> **Given task**
Rewrite the items below from the start through the line containing "[0,140,296,197]", requests included. Add 54 to every bounding box coordinate in the results.

> **Data section**
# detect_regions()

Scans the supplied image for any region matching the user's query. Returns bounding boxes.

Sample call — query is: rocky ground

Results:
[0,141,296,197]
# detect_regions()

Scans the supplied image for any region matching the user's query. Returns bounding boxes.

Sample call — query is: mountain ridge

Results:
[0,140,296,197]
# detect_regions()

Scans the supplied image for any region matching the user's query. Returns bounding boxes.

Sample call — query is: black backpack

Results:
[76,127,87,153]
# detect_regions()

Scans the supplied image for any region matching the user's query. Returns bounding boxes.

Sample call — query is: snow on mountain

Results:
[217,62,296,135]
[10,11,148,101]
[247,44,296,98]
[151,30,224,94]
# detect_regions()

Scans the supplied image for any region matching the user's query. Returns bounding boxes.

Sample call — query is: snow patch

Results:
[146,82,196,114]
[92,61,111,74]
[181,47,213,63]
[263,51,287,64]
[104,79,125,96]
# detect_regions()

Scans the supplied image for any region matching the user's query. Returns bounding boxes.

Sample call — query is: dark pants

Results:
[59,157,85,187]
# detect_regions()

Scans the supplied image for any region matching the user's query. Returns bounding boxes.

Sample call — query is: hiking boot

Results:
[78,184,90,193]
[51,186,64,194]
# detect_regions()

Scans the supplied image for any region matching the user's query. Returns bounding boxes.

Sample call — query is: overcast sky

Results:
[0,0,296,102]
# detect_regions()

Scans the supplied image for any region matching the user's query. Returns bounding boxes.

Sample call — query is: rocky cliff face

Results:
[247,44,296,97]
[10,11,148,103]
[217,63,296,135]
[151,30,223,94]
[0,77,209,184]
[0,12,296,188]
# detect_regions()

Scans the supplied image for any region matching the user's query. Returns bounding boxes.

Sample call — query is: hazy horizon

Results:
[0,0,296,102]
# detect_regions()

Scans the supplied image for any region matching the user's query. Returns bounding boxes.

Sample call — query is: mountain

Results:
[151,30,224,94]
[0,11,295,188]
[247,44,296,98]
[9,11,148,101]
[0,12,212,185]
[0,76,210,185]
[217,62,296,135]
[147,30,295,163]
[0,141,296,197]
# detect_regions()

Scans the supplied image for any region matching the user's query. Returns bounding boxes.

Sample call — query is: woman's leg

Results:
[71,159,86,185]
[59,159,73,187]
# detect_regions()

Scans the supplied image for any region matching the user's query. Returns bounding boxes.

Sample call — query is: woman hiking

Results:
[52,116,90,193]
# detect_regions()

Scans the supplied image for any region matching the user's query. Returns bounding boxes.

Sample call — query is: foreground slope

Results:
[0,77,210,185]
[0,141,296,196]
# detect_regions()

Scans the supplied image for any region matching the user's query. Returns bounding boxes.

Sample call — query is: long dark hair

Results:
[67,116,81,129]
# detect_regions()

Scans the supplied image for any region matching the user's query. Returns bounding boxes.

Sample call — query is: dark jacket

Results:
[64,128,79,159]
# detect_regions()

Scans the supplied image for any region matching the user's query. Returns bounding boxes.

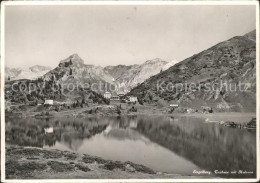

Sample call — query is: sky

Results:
[5,5,256,68]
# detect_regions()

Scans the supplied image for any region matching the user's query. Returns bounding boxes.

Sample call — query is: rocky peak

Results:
[59,54,84,67]
[29,65,51,72]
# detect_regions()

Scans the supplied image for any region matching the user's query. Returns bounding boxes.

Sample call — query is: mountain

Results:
[162,60,178,71]
[5,65,51,80]
[128,31,256,112]
[42,54,113,84]
[104,58,168,93]
[6,54,167,103]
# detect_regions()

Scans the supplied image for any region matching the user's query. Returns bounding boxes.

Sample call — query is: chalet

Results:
[170,104,179,108]
[104,91,112,99]
[44,99,53,105]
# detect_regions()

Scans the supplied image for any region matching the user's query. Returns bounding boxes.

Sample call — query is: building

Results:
[104,92,111,99]
[44,99,53,105]
[129,96,138,103]
[170,104,179,108]
[110,93,120,100]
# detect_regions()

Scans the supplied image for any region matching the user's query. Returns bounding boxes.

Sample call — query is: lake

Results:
[6,114,256,177]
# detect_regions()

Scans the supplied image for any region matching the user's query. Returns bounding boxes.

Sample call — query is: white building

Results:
[44,100,53,105]
[129,96,138,102]
[104,92,111,99]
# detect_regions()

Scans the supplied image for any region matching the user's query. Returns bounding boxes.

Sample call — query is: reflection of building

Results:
[44,100,53,105]
[104,92,111,99]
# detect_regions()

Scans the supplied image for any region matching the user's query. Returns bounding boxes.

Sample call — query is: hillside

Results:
[128,31,256,112]
[104,58,168,93]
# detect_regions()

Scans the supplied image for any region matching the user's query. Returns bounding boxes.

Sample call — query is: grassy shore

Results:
[6,146,206,179]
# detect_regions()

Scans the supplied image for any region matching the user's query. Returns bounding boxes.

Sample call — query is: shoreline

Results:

> **Expected answer**
# detect_regions()

Scans the supplied image for any region matching the user's query. Returns bounding boxes.

Sample call — query is: rocky ground

Results:
[54,195,350,251]
# detect_regions()

Scans the supplied image for any region matching the user's query. Returns bounding boxes.

Sample call — query is: mountain ridge

Results:
[54,194,350,251]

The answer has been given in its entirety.